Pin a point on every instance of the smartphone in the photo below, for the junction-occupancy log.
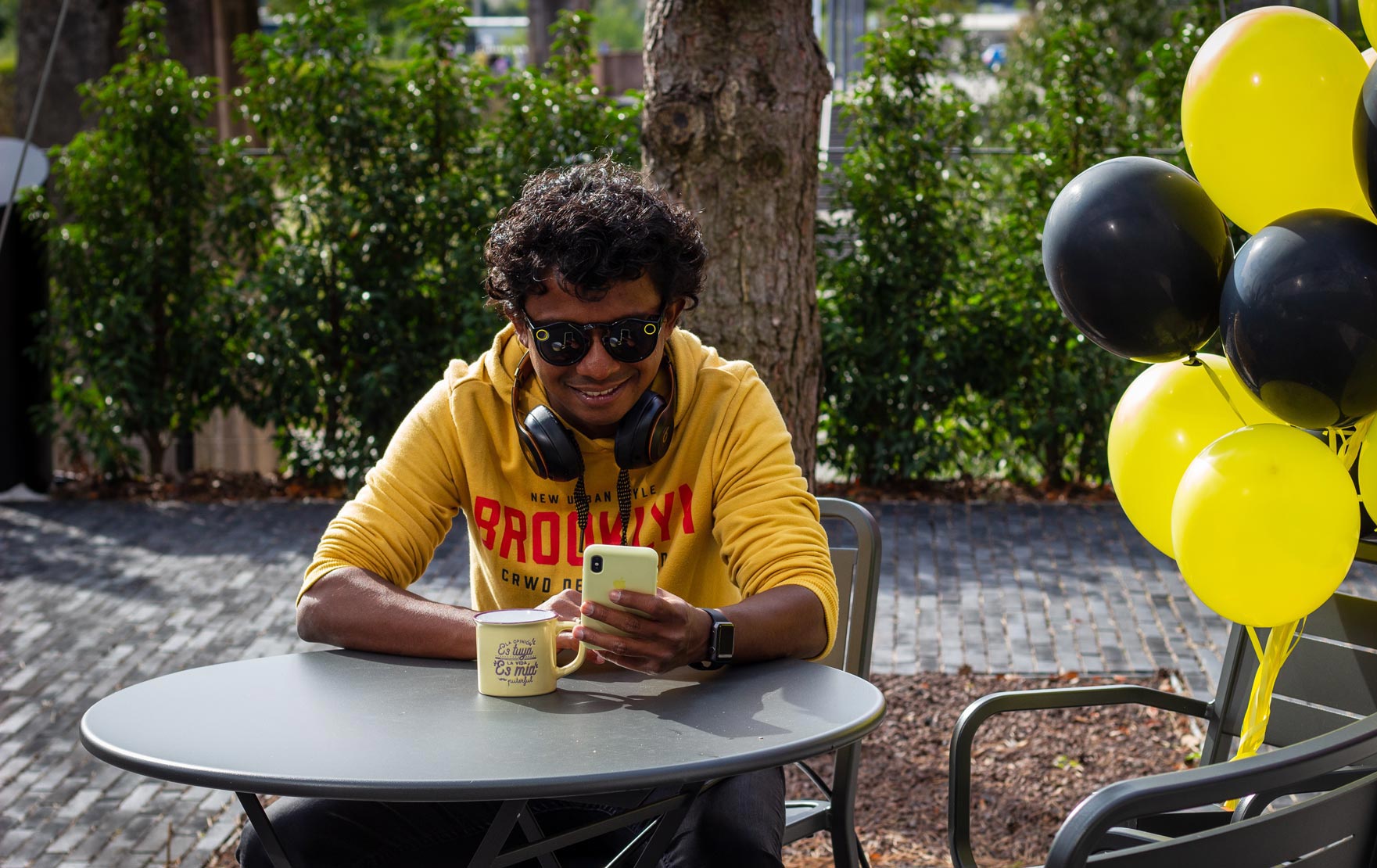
(633, 568)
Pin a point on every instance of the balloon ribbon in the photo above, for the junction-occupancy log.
(1279, 645)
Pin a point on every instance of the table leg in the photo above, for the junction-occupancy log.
(497, 833)
(533, 834)
(846, 845)
(253, 809)
(667, 826)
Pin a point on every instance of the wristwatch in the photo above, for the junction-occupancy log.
(722, 641)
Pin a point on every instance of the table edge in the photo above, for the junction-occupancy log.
(443, 791)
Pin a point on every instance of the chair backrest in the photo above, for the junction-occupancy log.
(1332, 830)
(1326, 683)
(855, 557)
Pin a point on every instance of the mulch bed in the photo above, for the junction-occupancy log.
(1031, 770)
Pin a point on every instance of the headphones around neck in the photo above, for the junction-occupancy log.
(642, 439)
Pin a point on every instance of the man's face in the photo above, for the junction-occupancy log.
(598, 390)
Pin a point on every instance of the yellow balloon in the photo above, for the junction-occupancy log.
(1264, 525)
(1268, 116)
(1167, 415)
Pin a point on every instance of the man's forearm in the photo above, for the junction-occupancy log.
(354, 608)
(784, 622)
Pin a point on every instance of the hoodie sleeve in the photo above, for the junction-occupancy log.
(407, 506)
(763, 515)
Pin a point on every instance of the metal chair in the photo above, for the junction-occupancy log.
(1332, 830)
(1328, 683)
(858, 582)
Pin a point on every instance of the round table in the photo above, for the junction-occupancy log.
(374, 726)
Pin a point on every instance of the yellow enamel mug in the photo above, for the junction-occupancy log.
(517, 652)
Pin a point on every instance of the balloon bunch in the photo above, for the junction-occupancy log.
(1239, 466)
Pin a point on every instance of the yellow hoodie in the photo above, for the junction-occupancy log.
(727, 509)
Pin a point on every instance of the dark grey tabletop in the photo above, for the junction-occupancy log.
(375, 726)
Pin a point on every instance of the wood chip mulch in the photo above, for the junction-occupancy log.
(1031, 769)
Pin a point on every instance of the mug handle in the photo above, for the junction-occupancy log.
(579, 659)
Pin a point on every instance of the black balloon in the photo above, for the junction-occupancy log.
(1136, 253)
(1365, 138)
(1299, 317)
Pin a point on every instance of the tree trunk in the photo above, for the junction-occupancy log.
(540, 17)
(87, 50)
(733, 104)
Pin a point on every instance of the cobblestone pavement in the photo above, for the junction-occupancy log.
(99, 596)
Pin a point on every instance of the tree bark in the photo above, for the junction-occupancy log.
(733, 104)
(88, 48)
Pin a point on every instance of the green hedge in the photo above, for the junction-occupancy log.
(324, 287)
(340, 273)
(945, 353)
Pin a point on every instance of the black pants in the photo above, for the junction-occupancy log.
(737, 823)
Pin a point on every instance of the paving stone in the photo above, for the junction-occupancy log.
(99, 596)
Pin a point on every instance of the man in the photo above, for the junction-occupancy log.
(593, 418)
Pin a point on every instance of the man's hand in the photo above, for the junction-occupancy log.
(565, 605)
(664, 631)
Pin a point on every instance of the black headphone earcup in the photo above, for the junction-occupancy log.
(645, 432)
(550, 447)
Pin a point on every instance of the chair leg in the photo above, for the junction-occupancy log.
(846, 844)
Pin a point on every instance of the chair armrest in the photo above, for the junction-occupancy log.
(1253, 805)
(975, 714)
(1304, 761)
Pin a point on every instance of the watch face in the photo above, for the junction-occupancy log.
(725, 640)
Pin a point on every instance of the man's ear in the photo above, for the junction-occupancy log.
(521, 328)
(672, 312)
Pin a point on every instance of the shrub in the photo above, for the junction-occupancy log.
(945, 353)
(387, 179)
(894, 339)
(141, 325)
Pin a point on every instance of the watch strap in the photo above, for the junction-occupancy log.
(720, 642)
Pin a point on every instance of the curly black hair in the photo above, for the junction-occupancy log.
(590, 226)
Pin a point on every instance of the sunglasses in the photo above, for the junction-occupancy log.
(629, 339)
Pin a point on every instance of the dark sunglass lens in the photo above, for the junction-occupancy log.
(561, 343)
(633, 339)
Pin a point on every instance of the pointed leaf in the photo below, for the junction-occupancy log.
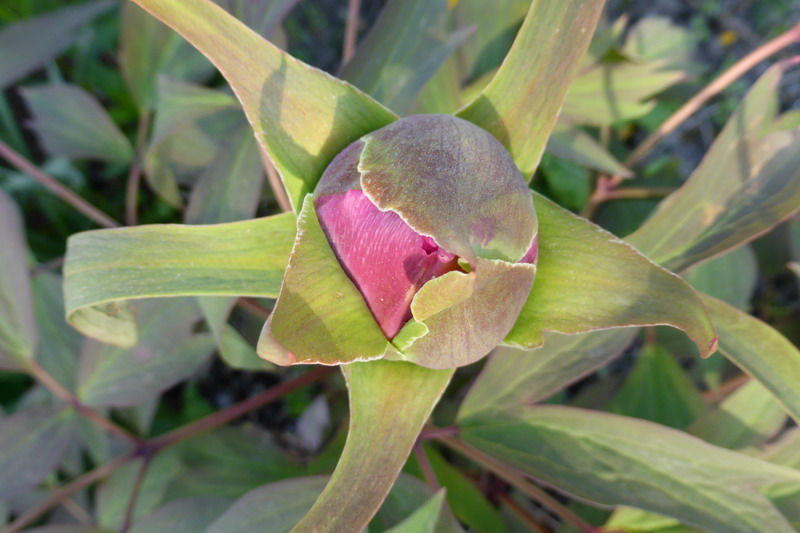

#### [Exercise]
Repeat all of the records verbatim, leaving out the pictures.

#### [Written answer]
Pin a point on every instance of the smartphone in the photo below, for the junction-occupancy log.
(633, 568)
Pin a point on every instance of the balloon ribbon in the photo above, for the junction-occupancy log.
(1279, 645)
Pin a point on every instance of the table leg in the photo above, for the junction-occupancy log.
(497, 833)
(533, 834)
(846, 845)
(253, 809)
(667, 826)
Pin a point on every instance of the wristwatch in the photo above, for the junction-occupancy log.
(722, 641)
Pin a point on every instance of the table edge in the photo above, for the junction-occupancy log.
(443, 791)
Pin a point on every instance of the chair backrest in the photo above, for the junction-occupancy log.
(1332, 830)
(1326, 683)
(855, 557)
Pin a point on every instance of the mulch bed in the photo above, for the junction-occupancy log.
(1031, 770)
Pin a point on every instance of the headphones around neck in the photo above, for the junction-occupancy log.
(642, 439)
Pin a point on every instance of the man's face in the photo above, for the junction-occupancy log.
(598, 390)
Pin a point on every instance of the yellow balloon in the photo above, for the junction-occupancy log.
(1264, 525)
(1268, 116)
(1167, 415)
Pin a point on every instance of the man's forearm in the photo above, for the junction-occupancy log.
(354, 608)
(784, 622)
Pin a point on every instance of the hoodie sleeve in the photo above, for the junction-occupancy log.
(407, 506)
(763, 515)
Pin a point on every instance of the metal chair in the photo above, for the junction-occupancy log.
(1332, 830)
(1328, 683)
(858, 582)
Pin a point on every instance of the round table in the photo above, for the junction-occupancy log.
(374, 726)
Pin a point on every instance of the yellow enamel mug in the photo above, for the junction-occupancy log.
(517, 652)
Pin a point on every instance of the balloon bunch in the photo above, for the junction-occupancy log.
(1239, 466)
Pin a point on every instance of the yellow hoodie in the photo above, for the junction-occupancy log.
(727, 509)
Pin a point on every instance of the dark grey tabletop in the photo above, for the junction-occupancy log.
(375, 726)
Pin a point on every instance of the wood chip mulch in the photo above, for the junction-occupancy log.
(1031, 769)
Pin a point on every instance of the mug handle in the photo above, for the junction-occupancy log.
(579, 659)
Pin a point on every instance of the black balloon in the photo above, for the junction-occupancy log.
(1136, 253)
(1365, 138)
(1299, 317)
Pin a point on every instance of the tree trunk in the photo above, for the junction-occupancy log.
(540, 17)
(87, 50)
(733, 104)
Pin a point on every instance of the cobblestone pavement in the photo above, for the junction-occupancy log.
(99, 596)
Pin a point on every instance of the tree bark in the photo above, for the junction-occupancy log.
(733, 104)
(88, 48)
Pin a point on every instance of the green hedge in the photo above, for the junction-occupancy log.
(324, 287)
(340, 273)
(945, 353)
Pin a point on every instance of the black pants in the photo above, for the junction-occupancy log.
(737, 823)
Pin a point on every instance of the paving stone in the photo above, for the junction-occupancy log.
(99, 596)
Pin a point on every instance of the man in the photo above, for the junction-occupancy log.
(593, 418)
Pin a point on every instance of the man's hand in the photo above, for the junction-occupancy log.
(565, 605)
(664, 631)
Pin a point on every instance of the black headphone earcup in the photo above, for the junction-occupancy log.
(645, 432)
(550, 447)
Pin a point on every instance of the chair leg in the photo above, for the junction-occupancy log.
(846, 844)
Pin a point on every instance of the chair armrest in the photo above, for the junction-occupancy log.
(1253, 805)
(975, 714)
(1304, 761)
Pin a point on every instance of the watch face in the photo above, for the junction-occupancy log.
(725, 640)
Pin a point on every instance of the man's ear in the photo above, for the junction-occupancy log.
(521, 328)
(672, 312)
Pin a point on every instance of the shrub in the photo above, for the junction-occupancy log.
(945, 353)
(387, 179)
(894, 339)
(141, 325)
Pin a point on every instance of the watch strap in the photo above, for the junction-occupancy log.
(720, 642)
Pin a point on every instance of the curly black hair in the photo above, for the junction-occupancy log.
(590, 226)
Pin a point on every instance of the sunglasses in the photo above, for the junction-occupancy log.
(629, 339)
Pin a point on every instance of the dark sunglass lens in the photo above, for the junction-occupancy log.
(561, 343)
(633, 339)
Pin a point on every instance of the pointed leaf in the photo below, for the junction-occupancy log.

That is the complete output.